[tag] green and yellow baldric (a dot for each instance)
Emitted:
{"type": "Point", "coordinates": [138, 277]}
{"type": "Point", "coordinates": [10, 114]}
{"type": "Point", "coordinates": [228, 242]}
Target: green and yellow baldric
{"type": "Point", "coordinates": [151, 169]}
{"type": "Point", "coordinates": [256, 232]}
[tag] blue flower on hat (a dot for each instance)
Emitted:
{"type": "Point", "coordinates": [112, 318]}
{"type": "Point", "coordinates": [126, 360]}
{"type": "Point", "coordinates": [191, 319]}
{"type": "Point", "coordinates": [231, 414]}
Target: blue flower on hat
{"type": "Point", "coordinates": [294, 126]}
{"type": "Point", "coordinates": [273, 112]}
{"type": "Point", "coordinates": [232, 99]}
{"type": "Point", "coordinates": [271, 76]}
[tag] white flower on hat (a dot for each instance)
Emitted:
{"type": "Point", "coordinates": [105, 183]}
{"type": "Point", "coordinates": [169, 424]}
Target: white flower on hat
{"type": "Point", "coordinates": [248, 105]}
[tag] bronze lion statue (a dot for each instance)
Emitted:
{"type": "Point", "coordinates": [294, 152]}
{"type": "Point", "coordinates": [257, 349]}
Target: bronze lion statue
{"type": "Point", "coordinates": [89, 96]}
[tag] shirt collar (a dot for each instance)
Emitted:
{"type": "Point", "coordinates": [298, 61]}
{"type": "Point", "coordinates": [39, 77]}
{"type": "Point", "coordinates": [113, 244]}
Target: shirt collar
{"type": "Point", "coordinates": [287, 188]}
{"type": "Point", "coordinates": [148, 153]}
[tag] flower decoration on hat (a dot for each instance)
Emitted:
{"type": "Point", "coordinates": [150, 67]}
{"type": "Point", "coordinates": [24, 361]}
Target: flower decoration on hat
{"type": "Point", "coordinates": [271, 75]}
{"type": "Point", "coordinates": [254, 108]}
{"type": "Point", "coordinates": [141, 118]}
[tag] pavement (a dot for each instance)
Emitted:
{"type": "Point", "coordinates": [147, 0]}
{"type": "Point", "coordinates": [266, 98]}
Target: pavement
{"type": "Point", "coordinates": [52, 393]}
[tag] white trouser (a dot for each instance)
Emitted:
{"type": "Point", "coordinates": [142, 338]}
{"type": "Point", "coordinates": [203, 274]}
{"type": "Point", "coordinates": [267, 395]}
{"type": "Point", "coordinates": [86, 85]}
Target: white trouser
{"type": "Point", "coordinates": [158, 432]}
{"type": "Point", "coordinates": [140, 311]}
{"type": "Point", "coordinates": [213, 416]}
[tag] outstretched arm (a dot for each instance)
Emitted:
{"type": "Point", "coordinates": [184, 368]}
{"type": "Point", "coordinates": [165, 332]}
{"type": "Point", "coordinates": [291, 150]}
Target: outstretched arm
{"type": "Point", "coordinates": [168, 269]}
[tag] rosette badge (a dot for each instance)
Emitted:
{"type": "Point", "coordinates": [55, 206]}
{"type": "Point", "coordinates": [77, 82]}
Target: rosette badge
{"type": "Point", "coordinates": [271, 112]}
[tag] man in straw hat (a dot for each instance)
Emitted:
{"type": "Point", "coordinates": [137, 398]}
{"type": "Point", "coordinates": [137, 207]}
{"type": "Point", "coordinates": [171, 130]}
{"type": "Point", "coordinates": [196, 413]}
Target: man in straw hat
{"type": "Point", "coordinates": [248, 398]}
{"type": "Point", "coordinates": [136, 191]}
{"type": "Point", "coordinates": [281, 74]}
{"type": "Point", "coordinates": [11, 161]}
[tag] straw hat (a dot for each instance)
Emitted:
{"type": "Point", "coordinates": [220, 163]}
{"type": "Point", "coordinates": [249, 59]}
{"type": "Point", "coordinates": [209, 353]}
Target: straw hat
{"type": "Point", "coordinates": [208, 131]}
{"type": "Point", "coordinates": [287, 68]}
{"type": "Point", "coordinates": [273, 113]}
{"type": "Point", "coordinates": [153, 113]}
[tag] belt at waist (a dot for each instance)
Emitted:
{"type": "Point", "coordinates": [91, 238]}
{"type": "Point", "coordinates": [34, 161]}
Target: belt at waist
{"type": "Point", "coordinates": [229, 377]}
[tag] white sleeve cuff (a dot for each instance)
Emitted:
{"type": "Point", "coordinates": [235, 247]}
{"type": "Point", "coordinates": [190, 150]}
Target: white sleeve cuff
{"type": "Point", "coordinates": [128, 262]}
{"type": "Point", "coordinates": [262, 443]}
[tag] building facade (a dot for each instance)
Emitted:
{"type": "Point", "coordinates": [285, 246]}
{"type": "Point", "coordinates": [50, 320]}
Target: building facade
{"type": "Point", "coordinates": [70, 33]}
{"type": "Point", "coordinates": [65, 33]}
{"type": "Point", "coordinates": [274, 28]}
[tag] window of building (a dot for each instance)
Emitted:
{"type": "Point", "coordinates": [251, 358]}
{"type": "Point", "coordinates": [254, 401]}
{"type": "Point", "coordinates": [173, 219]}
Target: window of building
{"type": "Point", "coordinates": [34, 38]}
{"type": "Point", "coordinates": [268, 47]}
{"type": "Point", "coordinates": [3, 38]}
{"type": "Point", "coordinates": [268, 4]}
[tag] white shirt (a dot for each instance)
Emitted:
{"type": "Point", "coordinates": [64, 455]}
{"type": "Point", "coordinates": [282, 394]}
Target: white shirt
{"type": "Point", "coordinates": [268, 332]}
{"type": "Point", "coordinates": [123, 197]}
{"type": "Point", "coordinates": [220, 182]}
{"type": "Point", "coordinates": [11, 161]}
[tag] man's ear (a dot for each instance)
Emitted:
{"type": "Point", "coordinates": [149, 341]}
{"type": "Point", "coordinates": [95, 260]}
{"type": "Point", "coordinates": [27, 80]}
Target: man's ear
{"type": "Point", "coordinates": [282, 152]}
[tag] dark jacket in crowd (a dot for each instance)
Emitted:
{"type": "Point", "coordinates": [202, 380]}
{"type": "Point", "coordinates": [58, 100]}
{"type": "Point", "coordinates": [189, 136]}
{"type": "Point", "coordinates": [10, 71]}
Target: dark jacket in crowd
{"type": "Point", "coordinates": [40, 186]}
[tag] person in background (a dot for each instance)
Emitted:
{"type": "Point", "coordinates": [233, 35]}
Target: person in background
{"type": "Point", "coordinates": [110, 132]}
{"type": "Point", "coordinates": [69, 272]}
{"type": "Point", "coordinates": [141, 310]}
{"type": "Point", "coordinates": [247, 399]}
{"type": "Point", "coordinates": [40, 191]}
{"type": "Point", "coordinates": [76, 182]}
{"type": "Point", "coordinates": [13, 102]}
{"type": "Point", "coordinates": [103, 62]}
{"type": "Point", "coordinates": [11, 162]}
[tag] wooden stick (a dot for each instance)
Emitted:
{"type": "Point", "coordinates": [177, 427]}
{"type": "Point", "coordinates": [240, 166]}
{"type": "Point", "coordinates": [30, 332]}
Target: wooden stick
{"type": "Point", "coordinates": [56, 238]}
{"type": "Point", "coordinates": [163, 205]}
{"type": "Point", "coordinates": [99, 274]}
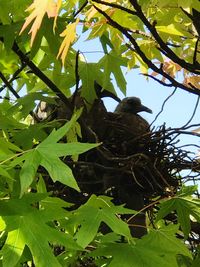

Goal of the exercise »
Would you return the entries verbatim, minus any images?

Written response »
[tag] green and yellow baldric (a dot for each instance)
Emitted:
{"type": "Point", "coordinates": [138, 277]}
{"type": "Point", "coordinates": [10, 114]}
{"type": "Point", "coordinates": [228, 242]}
Target: green and yellow baldric
{"type": "Point", "coordinates": [151, 169]}
{"type": "Point", "coordinates": [256, 232]}
[tag] blue flower on hat (a dot for each instance)
Emitted:
{"type": "Point", "coordinates": [112, 318]}
{"type": "Point", "coordinates": [126, 360]}
{"type": "Point", "coordinates": [191, 319]}
{"type": "Point", "coordinates": [231, 414]}
Target: blue flower on hat
{"type": "Point", "coordinates": [294, 126]}
{"type": "Point", "coordinates": [273, 112]}
{"type": "Point", "coordinates": [232, 99]}
{"type": "Point", "coordinates": [271, 76]}
[tag] white flower on hat (a dot for each instance)
Emitted:
{"type": "Point", "coordinates": [105, 183]}
{"type": "Point", "coordinates": [169, 424]}
Target: white flower on hat
{"type": "Point", "coordinates": [248, 105]}
[tag] bronze lion statue (a dot for each instance)
Emitted:
{"type": "Point", "coordinates": [294, 152]}
{"type": "Point", "coordinates": [257, 349]}
Target: bronze lion statue
{"type": "Point", "coordinates": [89, 96]}
[tag] shirt collar (a dot for each instance)
Emitted:
{"type": "Point", "coordinates": [298, 61]}
{"type": "Point", "coordinates": [39, 77]}
{"type": "Point", "coordinates": [113, 244]}
Target: shirt collar
{"type": "Point", "coordinates": [287, 188]}
{"type": "Point", "coordinates": [148, 153]}
[tag] flower decoration on hat (a dot for each instance)
Emitted:
{"type": "Point", "coordinates": [150, 67]}
{"type": "Point", "coordinates": [24, 361]}
Target: flower decoration on hat
{"type": "Point", "coordinates": [271, 75]}
{"type": "Point", "coordinates": [254, 108]}
{"type": "Point", "coordinates": [141, 118]}
[tag] pavement (a dot for each instance)
Emitted:
{"type": "Point", "coordinates": [147, 0]}
{"type": "Point", "coordinates": [266, 98]}
Target: pavement
{"type": "Point", "coordinates": [52, 393]}
[tag] white trouser (a dot for each instance)
Emitted:
{"type": "Point", "coordinates": [142, 338]}
{"type": "Point", "coordinates": [203, 274]}
{"type": "Point", "coordinates": [267, 395]}
{"type": "Point", "coordinates": [86, 85]}
Target: white trouser
{"type": "Point", "coordinates": [158, 432]}
{"type": "Point", "coordinates": [140, 311]}
{"type": "Point", "coordinates": [213, 416]}
[tag] outstretched arm (a dot for each instance)
Emitted:
{"type": "Point", "coordinates": [184, 368]}
{"type": "Point", "coordinates": [165, 332]}
{"type": "Point", "coordinates": [291, 150]}
Target: outstretched arm
{"type": "Point", "coordinates": [168, 269]}
[tag] rosette badge (a dot for each instance)
Emitted:
{"type": "Point", "coordinates": [55, 206]}
{"type": "Point", "coordinates": [77, 82]}
Target: rosette badge
{"type": "Point", "coordinates": [271, 112]}
[tag] man in straw hat (a dot for each instance)
Emitted:
{"type": "Point", "coordinates": [137, 398]}
{"type": "Point", "coordinates": [137, 207]}
{"type": "Point", "coordinates": [171, 130]}
{"type": "Point", "coordinates": [196, 413]}
Target: man in straw hat
{"type": "Point", "coordinates": [248, 398]}
{"type": "Point", "coordinates": [136, 191]}
{"type": "Point", "coordinates": [281, 74]}
{"type": "Point", "coordinates": [11, 161]}
[tag] straw hat (a dot for each instance)
Emitted:
{"type": "Point", "coordinates": [220, 163]}
{"type": "Point", "coordinates": [249, 59]}
{"type": "Point", "coordinates": [209, 353]}
Target: straw hat
{"type": "Point", "coordinates": [208, 131]}
{"type": "Point", "coordinates": [287, 68]}
{"type": "Point", "coordinates": [273, 113]}
{"type": "Point", "coordinates": [153, 113]}
[tag] belt at waist (a dot for each instance)
Emitted:
{"type": "Point", "coordinates": [91, 238]}
{"type": "Point", "coordinates": [34, 161]}
Target: belt at waist
{"type": "Point", "coordinates": [229, 377]}
[tag] white sleeve cuff (a dot for each instance)
Emitted:
{"type": "Point", "coordinates": [235, 247]}
{"type": "Point", "coordinates": [190, 150]}
Target: white sleeve cuff
{"type": "Point", "coordinates": [128, 262]}
{"type": "Point", "coordinates": [262, 443]}
[tag] building facade (a dot for each instance)
Emitted:
{"type": "Point", "coordinates": [285, 246]}
{"type": "Point", "coordinates": [50, 320]}
Target: building facade
{"type": "Point", "coordinates": [70, 33]}
{"type": "Point", "coordinates": [65, 33]}
{"type": "Point", "coordinates": [274, 28]}
[tag] window of building (a dot for each instance)
Emitted:
{"type": "Point", "coordinates": [251, 358]}
{"type": "Point", "coordinates": [254, 401]}
{"type": "Point", "coordinates": [173, 219]}
Target: window of building
{"type": "Point", "coordinates": [34, 38]}
{"type": "Point", "coordinates": [268, 47]}
{"type": "Point", "coordinates": [3, 38]}
{"type": "Point", "coordinates": [268, 4]}
[tag] white shirt (a dot for each instance)
Emitted:
{"type": "Point", "coordinates": [64, 455]}
{"type": "Point", "coordinates": [282, 394]}
Target: white shirt
{"type": "Point", "coordinates": [268, 332]}
{"type": "Point", "coordinates": [123, 197]}
{"type": "Point", "coordinates": [220, 182]}
{"type": "Point", "coordinates": [11, 161]}
[tag] man's ear (a dot for each instance)
Emitted:
{"type": "Point", "coordinates": [149, 341]}
{"type": "Point", "coordinates": [95, 260]}
{"type": "Point", "coordinates": [27, 80]}
Target: man's ear
{"type": "Point", "coordinates": [282, 152]}
[tag] dark jacket in crowd (a dot for each instance)
Emitted:
{"type": "Point", "coordinates": [202, 380]}
{"type": "Point", "coordinates": [58, 100]}
{"type": "Point", "coordinates": [189, 136]}
{"type": "Point", "coordinates": [10, 71]}
Target: dark jacket in crowd
{"type": "Point", "coordinates": [40, 186]}
[tag] person in background (a dot for each instance)
Emitted:
{"type": "Point", "coordinates": [233, 35]}
Target: person in background
{"type": "Point", "coordinates": [110, 132]}
{"type": "Point", "coordinates": [69, 272]}
{"type": "Point", "coordinates": [141, 310]}
{"type": "Point", "coordinates": [247, 399]}
{"type": "Point", "coordinates": [40, 191]}
{"type": "Point", "coordinates": [76, 182]}
{"type": "Point", "coordinates": [13, 102]}
{"type": "Point", "coordinates": [103, 62]}
{"type": "Point", "coordinates": [11, 162]}
[tag] wooden stick (a dot for each instance)
Emitted:
{"type": "Point", "coordinates": [177, 427]}
{"type": "Point", "coordinates": [240, 166]}
{"type": "Point", "coordinates": [30, 332]}
Target: wooden stick
{"type": "Point", "coordinates": [56, 238]}
{"type": "Point", "coordinates": [163, 205]}
{"type": "Point", "coordinates": [99, 274]}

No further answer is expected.